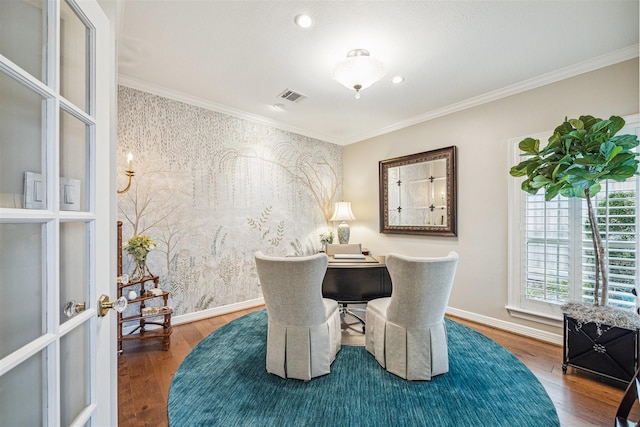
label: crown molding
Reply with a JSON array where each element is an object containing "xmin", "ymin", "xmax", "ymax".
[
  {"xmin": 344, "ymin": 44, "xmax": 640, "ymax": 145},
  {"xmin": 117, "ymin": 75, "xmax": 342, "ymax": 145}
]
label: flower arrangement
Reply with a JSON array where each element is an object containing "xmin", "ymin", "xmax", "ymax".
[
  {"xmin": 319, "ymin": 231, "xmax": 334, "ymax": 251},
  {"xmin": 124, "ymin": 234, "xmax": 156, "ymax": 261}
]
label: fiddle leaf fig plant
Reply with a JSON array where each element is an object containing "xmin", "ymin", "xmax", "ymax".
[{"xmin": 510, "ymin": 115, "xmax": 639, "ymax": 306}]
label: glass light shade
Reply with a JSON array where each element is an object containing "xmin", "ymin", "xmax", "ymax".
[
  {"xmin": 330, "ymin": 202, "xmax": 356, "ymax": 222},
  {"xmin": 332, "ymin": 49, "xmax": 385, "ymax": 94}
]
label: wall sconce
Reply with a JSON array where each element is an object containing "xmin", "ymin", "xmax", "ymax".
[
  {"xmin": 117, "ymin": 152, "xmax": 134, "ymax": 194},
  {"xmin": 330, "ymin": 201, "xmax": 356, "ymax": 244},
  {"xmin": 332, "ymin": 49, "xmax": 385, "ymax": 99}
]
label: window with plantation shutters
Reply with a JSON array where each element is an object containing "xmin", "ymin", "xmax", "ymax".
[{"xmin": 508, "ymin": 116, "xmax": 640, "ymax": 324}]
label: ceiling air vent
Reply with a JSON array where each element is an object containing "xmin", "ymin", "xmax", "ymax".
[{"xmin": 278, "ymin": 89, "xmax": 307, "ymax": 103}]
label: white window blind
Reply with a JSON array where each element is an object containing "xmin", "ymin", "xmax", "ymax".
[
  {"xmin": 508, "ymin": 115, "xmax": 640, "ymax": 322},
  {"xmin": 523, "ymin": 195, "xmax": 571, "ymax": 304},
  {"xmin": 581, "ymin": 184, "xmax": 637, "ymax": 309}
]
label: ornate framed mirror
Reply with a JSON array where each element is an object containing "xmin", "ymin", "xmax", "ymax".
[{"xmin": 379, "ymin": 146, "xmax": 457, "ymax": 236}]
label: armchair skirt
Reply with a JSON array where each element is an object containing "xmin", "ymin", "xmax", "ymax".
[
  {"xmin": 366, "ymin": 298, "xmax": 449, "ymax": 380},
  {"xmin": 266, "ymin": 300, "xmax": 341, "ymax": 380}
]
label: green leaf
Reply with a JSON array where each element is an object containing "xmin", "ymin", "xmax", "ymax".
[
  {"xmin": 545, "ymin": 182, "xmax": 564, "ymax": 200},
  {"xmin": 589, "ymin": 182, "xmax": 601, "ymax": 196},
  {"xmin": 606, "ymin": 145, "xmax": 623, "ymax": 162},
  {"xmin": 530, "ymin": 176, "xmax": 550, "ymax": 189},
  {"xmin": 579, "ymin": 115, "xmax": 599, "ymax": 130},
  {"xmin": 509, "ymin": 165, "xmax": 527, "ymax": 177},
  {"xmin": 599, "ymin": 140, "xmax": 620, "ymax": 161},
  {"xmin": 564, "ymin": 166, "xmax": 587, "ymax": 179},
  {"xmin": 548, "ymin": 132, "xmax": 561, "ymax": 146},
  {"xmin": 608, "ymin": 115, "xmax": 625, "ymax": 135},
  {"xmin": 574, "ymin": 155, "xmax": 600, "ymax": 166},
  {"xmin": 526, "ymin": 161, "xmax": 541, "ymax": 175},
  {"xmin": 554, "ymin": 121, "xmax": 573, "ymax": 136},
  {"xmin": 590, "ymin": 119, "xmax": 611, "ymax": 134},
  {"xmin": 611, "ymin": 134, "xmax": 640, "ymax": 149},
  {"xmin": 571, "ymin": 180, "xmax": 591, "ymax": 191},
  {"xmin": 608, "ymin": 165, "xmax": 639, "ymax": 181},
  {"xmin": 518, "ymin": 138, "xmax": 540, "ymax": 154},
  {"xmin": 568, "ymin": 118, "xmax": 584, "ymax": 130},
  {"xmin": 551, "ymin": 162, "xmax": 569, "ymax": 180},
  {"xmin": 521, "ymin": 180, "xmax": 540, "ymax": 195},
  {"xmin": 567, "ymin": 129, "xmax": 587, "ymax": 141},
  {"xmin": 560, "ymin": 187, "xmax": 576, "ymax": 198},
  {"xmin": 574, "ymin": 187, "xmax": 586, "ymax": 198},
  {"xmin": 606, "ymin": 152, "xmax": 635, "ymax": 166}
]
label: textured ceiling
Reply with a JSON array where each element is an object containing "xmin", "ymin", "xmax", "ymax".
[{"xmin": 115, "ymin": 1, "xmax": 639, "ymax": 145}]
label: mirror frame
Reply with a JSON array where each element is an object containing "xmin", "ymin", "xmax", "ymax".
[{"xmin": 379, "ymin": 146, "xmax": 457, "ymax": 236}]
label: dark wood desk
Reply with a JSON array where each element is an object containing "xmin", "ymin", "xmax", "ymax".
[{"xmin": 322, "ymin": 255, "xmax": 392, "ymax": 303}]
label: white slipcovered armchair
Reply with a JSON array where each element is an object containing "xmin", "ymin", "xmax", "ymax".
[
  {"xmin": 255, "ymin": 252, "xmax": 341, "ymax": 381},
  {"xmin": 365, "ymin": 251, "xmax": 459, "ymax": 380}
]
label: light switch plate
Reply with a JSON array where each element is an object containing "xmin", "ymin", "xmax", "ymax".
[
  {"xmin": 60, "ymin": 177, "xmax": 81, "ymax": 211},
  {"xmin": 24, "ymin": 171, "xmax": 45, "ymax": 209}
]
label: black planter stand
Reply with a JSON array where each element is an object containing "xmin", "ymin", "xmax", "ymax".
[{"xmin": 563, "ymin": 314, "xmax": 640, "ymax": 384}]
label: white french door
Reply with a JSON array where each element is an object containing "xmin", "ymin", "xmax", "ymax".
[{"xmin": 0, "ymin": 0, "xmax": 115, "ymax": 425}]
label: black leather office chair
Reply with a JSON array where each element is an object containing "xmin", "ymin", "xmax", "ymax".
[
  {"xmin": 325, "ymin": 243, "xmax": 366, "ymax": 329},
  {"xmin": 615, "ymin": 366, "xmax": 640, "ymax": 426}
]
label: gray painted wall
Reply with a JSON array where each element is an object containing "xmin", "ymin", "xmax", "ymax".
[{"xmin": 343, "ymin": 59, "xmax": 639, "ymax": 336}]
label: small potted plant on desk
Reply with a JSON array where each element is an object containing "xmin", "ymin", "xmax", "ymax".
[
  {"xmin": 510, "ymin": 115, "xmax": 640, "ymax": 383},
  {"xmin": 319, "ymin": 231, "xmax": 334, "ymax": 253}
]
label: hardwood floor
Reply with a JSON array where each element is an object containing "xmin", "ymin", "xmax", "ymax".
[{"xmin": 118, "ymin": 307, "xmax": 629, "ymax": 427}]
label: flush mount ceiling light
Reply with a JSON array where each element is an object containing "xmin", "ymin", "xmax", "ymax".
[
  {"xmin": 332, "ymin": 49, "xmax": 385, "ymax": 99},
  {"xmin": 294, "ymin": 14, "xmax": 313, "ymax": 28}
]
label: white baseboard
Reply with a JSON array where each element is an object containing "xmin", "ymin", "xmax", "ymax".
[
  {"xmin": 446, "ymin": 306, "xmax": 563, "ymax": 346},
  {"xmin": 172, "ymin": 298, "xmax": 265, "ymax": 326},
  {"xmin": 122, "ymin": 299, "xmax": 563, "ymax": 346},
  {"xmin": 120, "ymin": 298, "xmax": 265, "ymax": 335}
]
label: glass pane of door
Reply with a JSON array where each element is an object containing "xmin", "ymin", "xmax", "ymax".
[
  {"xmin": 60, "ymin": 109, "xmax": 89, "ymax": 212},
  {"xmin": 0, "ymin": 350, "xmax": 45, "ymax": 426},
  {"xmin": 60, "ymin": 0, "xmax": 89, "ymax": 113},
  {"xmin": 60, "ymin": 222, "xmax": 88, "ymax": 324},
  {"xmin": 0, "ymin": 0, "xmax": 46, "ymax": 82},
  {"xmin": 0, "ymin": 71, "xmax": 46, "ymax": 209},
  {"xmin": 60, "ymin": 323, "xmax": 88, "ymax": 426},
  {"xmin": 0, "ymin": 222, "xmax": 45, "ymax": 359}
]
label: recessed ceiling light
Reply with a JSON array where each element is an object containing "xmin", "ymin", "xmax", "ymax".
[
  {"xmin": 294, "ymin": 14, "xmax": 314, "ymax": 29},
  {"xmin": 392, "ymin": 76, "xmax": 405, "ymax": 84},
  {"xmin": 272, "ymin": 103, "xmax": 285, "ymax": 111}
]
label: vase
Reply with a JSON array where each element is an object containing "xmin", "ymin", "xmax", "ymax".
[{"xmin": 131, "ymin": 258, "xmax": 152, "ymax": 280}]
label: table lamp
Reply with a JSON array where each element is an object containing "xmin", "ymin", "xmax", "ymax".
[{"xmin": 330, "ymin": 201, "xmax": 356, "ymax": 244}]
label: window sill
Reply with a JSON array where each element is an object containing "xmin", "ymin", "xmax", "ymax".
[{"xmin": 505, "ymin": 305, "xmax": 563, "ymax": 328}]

---

# Your task:
Give the lines from the one containing "label: window sill" through the end of the entries again, exactly as written and with no other lines.

# Answer section:
label: window sill
Reply with a JSON array where each element is an object containing "xmin", "ymin", "xmax", "ymax".
[{"xmin": 505, "ymin": 305, "xmax": 563, "ymax": 328}]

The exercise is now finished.